───── PASSAGE FOURNI

Me Trudel a, entre autres, distingué la valeur probante des documents que sa partie veut soumettre à l’examen du tribunal, et leur admissibilité. Une fois admis en preuve, un document peut s’avérer ou non convaincant, selon sa valeur probante.
Par ailleurs,
comme les procureurs des recours collectifs l’ont souvent dit, les faits
relatés dans un écrit peuvent ne pas être exacts, mais le document témoigne de
ce que ces faits ont été communiqués, et il est pertinent de l’admettre en
preuve.
À condition qu’il
ne s’agisse pas d’un faux, évidemment, d’où la question de l’authenticité.
Me Côté a distingué les concepts
d’authenticité, d’admissibilité en preuve et de valeur probante. L’avocate
d’Imperial a fait valoir que sa partie n’avait jamais chipoté sur
l’authenticité des pièces, mais elle croit que les règles de preuve se doivent
d’être appliquées document par document.
En fonction de critères constants qui n’imposent pas au juge de recommencer
l’audition d’un débat à chaque fois, naturellement.
Me Côté a aussi fait valoir que la
difficulté des plaignants à faire comparaître des témoins appropriés, ou du
moins encore en vie, tenait fondamentalement à l’ambitieuse tentative de
reprocher aux cigarettiers des actes remontant jusqu’à 50 ans en arrière. En gros, faute que la défense puisse
contre-interroger des morts, il n’était pas juste que les accusateurs fassent
parler leurs écrits.
Me Mitchell a insisté sur ce
point. L’avocat de JTI-Macdonald trouve
que les écrits ne racontent pas toute l’histoire, d’où une nécessaire prudence
prévue par les codes.
Me Potter distingué les concepts
d’authenticité, de pertinence (« relevance ») et d’admissibilité.
Grosso modo, pour l’avocat de RBH,
un document ne devient pas pertinent à la preuve seulement parce qu’il fait
l’affaire des plaignants et pourrait contrarier les défenseurs.
La démonstration de Me Trudel a
cherché à montrer qu’un document ne cesse pas d’être pertinent seulement parce
qu’il pourrait contrarier les défenseurs.
Me Trudel a aussi déploré que les
défenseurs traitent les anciens dirigeants des compagnies de tabac comme des
tierces parties.
Ce qu’un simple
spectateur dans la salle d’audiences, comme l’auteur du blogue, pourrait avoir
compris, entre autres, c’est que si un dirigeant d’une compagnie de tabac fait
une déclaration qui nie les méfaits du tabagisme dans un mémorandum interne, dont
l’authenticité a été vérifiée au préalable, le document ne prouve pas que ces
méfaits sont inexistants, mais cela est une preuve que le dirigeant les a niés.
Éventuellement,
la compagnie intimée peut produire un autre document montrant que le dirigeant
s’est rétracté ou a été désavoué par une autorité supérieure à lui dans la
compagnie. Dans ce cas, la valeur
probante du premier document serait amoindrie ou réduite à néant, mais les
demandeurs au procès ne peuvent pas le savoir d’avance.

──────────
───── INFORMATIONS EXTRAITES

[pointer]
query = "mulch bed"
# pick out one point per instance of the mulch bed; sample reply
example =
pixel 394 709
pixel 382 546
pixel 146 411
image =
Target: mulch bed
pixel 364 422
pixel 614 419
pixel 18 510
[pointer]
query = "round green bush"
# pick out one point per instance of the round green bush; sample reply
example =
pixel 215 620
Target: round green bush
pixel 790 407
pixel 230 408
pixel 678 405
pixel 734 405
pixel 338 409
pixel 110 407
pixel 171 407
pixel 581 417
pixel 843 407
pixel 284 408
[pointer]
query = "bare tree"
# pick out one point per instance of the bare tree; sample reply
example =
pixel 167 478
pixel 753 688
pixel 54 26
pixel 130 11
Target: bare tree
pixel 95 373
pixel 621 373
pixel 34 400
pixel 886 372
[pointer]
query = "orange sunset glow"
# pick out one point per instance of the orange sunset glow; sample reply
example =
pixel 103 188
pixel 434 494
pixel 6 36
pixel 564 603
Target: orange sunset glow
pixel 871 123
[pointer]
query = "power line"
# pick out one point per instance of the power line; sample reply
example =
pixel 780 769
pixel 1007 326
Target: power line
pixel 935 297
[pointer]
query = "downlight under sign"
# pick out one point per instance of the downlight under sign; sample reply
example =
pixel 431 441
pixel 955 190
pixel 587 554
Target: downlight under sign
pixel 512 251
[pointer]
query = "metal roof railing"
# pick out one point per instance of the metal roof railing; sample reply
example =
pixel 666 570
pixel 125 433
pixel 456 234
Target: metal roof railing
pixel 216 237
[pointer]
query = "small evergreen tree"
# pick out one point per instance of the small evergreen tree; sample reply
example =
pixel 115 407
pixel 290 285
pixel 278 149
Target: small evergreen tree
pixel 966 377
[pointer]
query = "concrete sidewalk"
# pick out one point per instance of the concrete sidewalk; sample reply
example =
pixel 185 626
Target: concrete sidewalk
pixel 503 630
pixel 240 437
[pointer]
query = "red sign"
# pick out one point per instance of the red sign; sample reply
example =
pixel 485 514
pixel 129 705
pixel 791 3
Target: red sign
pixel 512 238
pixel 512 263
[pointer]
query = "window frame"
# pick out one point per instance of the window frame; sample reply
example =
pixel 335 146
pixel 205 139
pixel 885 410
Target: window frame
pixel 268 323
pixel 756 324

──────────

TRAVAIL DEMANDÉ:
1. Répondez aux questions suivantes à partir du passage fourni.
(a) Selon Me Côté, à quoi tenait fondamentalement la difficulté des plaignants à faire comparaître des témoins appropriés ?
(b) Quelle compagnie Me Mitchell représente-t-il ?
(c) Quels concepts Me Potter a-t-il distingués ?
2. Recopiez sans modification le segment du passage fourni qui commence aux mots « Me Mitchell a » et s’arrête après les mots « et pourrait contrarier les défenseurs. ».

RÉPONSES PAR TÂCHE:
1.
(a) À l’ambitieuse tentative de reprocher aux cigarettiers des actes remontant jusqu’à 50 ans en arrière.
(b) JTI-Macdonald.
(c) L’authenticité, la pertinence (« relevance ») et l’admissibilité.

2.
Me Mitchell a insisté sur ce
point. L’avocat de JTI-Macdonald trouve
que les écrits ne racontent pas toute l’histoire, d’où une nécessaire prudence
prévue par les codes.
Me Potter distingué les concepts
d’authenticité, de pertinence (« relevance ») et d’admissibilité.
Grosso modo, pour l’avocat de RBH,
un document ne devient pas pertinent à la preuve seulement parce qu’il fait
l’affaire des plaignants et pourrait contrarier les défenseurs.